Tuesday, October 17, 2006
Welcome To the Black Parade
VIDEO: "Welcome To the Black Parade" My Chemical Romance
What's lost amidst all the mockery that "goth" recieves in modern culture is the truly inspiring core of the movement. Contrary to some interpretations, this isn’t a group of devil-worshipping sad moppy freaks. With “Welcome to the Black Parade,” My Chemical Romance may have finally written the rousing battle cry that not only illuminates the motivating ideas behind the larger movement, but one that could unite the disparate roots of this group into one triumphant "parade" of defiance. Because that is, essentially, what all the make-up, anarchist paraphernalia and battered clothing are all about; the forgotten, the discriminated, the condemned souls of society are all invited to join this black procession against the norm.
The video is successful on it’s own terms in transcribing the ethos of the song, but like all good music videos, it seems to co-exist with the song at every step. Drawing cues from and referencing everything from Persona to 1920’s German Expressionism, the video is scaled and filmed to the epic proportions of MCR’s ambitious production, and perhaps succeeds where the song musically falls short. The marvelous faux-Oz set piece (particularly reminiscent of The Cabinet of Dr. Caligari) is the highlight though, with its snow-globe environment cascading around a dilapidating society. It’s precisely that blackened castle in the background, the soaring reminder of what could be, that forms the central theme of the work – and it’s most beautiful image.

INFORMATION:
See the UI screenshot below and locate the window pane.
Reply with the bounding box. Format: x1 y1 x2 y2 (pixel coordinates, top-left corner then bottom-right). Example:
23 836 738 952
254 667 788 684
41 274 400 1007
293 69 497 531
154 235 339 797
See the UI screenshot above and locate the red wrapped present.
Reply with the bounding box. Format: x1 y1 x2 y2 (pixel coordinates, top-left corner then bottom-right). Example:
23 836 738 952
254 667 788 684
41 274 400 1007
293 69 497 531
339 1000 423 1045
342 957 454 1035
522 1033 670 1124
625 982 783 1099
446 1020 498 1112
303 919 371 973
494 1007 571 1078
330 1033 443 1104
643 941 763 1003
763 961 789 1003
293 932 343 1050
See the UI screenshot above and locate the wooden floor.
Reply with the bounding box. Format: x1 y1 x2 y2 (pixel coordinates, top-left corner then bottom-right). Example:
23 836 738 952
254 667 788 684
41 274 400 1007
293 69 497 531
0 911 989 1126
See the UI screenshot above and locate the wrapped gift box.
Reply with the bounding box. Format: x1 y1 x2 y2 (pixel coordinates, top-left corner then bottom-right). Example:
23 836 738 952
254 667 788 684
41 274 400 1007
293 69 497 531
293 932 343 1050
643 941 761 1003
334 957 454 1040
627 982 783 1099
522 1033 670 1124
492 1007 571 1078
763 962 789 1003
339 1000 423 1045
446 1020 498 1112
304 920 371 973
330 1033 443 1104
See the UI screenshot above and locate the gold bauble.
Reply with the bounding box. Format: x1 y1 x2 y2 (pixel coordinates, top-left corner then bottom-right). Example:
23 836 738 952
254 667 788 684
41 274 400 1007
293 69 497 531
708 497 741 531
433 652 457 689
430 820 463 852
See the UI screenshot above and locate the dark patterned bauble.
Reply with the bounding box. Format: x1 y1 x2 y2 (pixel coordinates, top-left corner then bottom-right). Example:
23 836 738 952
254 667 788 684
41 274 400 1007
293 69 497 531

PROBLEM REQUIREMENTS:
Write out, word for word, the stretch of the music video review from "The video is successful" to "most beautiful image.".

SOLUTION TO THE EXERCISE:
The video is successful on it’s own terms in transcribing the ethos of the song, but like all good music videos, it seems to co-exist with the song at every step. Drawing cues from and referencing everything from Persona to 1920’s German Expressionism, the video is scaled and filmed to the epic proportions of MCR’s ambitious production, and perhaps succeeds where the song musically falls short. The marvelous faux-Oz set piece (particularly reminiscent of The Cabinet of Dr. Caligari) is the highlight though, with its snow-globe environment cascading around a dilapidating society. It’s precisely that blackened castle in the background, the soaring reminder of what could be, that forms the central theme of the work – and it’s most beautiful image.